▶ Goal: Switch every "Mark one point" in the data below to "Place a single point" and write the data out again with nothing else changed. Leave the pictures out.

▶ Records for this exercise:
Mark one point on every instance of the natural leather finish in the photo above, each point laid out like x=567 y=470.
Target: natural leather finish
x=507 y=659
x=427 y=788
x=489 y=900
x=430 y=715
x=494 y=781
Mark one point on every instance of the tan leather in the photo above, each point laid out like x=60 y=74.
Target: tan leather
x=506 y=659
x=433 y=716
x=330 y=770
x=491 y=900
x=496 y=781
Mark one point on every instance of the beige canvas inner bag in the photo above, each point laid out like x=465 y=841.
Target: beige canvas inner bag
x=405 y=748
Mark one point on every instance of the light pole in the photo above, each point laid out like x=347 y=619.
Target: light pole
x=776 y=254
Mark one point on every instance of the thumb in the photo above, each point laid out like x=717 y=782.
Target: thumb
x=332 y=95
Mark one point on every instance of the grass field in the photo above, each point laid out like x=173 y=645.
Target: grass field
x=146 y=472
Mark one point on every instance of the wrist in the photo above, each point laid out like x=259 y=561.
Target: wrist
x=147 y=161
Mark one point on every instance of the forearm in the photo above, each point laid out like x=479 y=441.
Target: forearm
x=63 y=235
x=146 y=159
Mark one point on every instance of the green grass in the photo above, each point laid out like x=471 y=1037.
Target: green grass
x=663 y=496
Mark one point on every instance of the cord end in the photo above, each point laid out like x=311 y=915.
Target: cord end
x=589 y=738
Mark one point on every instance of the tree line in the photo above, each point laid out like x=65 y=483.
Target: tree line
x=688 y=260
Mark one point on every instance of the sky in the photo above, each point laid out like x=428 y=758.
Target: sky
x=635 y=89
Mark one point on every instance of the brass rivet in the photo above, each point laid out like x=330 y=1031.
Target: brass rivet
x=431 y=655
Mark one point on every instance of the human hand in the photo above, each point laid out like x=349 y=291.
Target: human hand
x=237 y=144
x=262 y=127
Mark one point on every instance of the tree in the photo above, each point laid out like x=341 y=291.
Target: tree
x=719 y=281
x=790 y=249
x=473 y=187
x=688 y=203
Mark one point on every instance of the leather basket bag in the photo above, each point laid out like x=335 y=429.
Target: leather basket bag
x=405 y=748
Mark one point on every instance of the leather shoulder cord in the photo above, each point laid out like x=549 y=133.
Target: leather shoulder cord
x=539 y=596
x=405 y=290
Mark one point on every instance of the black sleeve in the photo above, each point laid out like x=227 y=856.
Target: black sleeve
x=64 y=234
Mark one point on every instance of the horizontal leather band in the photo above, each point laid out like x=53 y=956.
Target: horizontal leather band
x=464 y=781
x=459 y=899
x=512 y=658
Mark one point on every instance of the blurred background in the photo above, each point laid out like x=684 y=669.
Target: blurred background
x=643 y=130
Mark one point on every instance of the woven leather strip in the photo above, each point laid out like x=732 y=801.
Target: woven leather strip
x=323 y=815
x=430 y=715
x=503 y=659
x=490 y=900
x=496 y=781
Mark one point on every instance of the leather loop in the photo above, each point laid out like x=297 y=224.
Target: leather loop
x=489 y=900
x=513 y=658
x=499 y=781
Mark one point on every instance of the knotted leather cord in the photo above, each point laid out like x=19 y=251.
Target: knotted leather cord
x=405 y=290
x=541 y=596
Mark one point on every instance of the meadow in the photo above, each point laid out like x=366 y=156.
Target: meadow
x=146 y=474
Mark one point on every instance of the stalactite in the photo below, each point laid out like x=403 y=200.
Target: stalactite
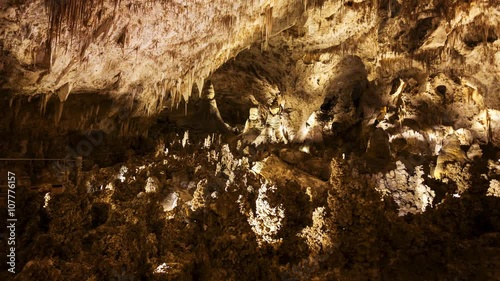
x=58 y=114
x=199 y=84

▶ Task response:
Place a single point on every instance of the natural leather finish in the photo above, each point laid out like x=567 y=470.
Target: natural leather finish
x=507 y=659
x=427 y=788
x=489 y=900
x=430 y=715
x=494 y=781
Place a single point on every instance of the tan leather in the photo above, each point laid out like x=60 y=74.
Target: tan leather
x=506 y=659
x=433 y=716
x=330 y=770
x=491 y=900
x=496 y=781
Place a single point on every instance of the beige canvas inner bag in the photo above, each point laid out like x=465 y=841.
Target: beige canvas inner bag
x=405 y=748
Place a single point on every instance of the light pole in the photo above, each point laid out like x=347 y=619.
Target: light pole
x=776 y=254
Place a single point on every instance of the thumb in the photo above, each point laid out like x=717 y=782.
Target: thumb
x=332 y=95
Place a single point on every instance of the grass field in the photo above, each point laid out like x=173 y=645.
Target: grass field
x=146 y=472
Place a single point on every instance of the wrist in the photo above, each point laid out like x=259 y=561.
Target: wrist
x=147 y=161
Place a single point on every instance of the forearm in the photo above, each point laid out like x=479 y=441.
Target: forearm
x=63 y=235
x=146 y=159
Place a single point on every instance of the green grass in the photo above, each point laid out like x=471 y=1037.
Target: green grass
x=663 y=496
Place a single point on every instance of the cord end in the photo above, each point laid out like x=311 y=915.
Target: cord end
x=589 y=738
Place a single point on every instance of the tree line in the photo above, each point laid out like x=65 y=483.
Target: tree line
x=688 y=260
Place a single point on every instance of the sky in the photo above, each point laid out like x=428 y=758.
Target: sky
x=635 y=89
Place a single point on every instance of the brass rivet in the photo above, each point laid out like x=330 y=1031.
Target: brass rivet
x=431 y=655
Place a single point on every instance of the human hand in the photo above, each point laid out like x=349 y=291.
Target: human hand
x=237 y=144
x=262 y=127
Place a single point on every instance of the tree in the photo above, each point laid out like x=341 y=291.
Target: tree
x=719 y=281
x=790 y=249
x=473 y=187
x=688 y=203
Place a single point on every instance of the leather basket bag in the photo above, each point laid out like x=335 y=429.
Target: leather basket bag
x=405 y=748
Place a single point on every instance of the leather shoulder cord in the photo above, each point laid out like x=549 y=133.
Target: leather shoulder cord
x=539 y=596
x=405 y=290
Place a single point on every instance of the black sleeve in the photo above, each point laid out like x=227 y=856.
Target: black sleeve
x=64 y=234
Place a single point on every instance of the horizontal leather band in the photo above, each point laid out like x=53 y=956.
Target: horizontal leather band
x=464 y=781
x=459 y=899
x=512 y=658
Place a single point on every instance of the blurred background in the photo above, each point laid out like x=684 y=669.
Target: blurred background
x=643 y=130
Place a single point on every instance of the woven leather strip in the photo above, each point laid out like x=732 y=801.
Target: woven leather strip
x=323 y=815
x=430 y=715
x=503 y=659
x=490 y=900
x=496 y=781
Place a single point on every instance of the leather loop in the photo above, each point laid out like x=297 y=224.
Target: leather loop
x=489 y=900
x=513 y=658
x=499 y=781
Place a single point on every instance of the knotted leather cord in the photo above, each point laid out like x=19 y=251.
Target: knotted leather cord
x=405 y=290
x=541 y=596
Place a single point on every instance of the meadow in the photo above, each point laid out like x=366 y=156.
Target: meadow
x=146 y=474
Place a single point on every instance of the stalactite in the photo below, each point laid out like x=403 y=200.
Target: stalactite
x=58 y=114
x=199 y=84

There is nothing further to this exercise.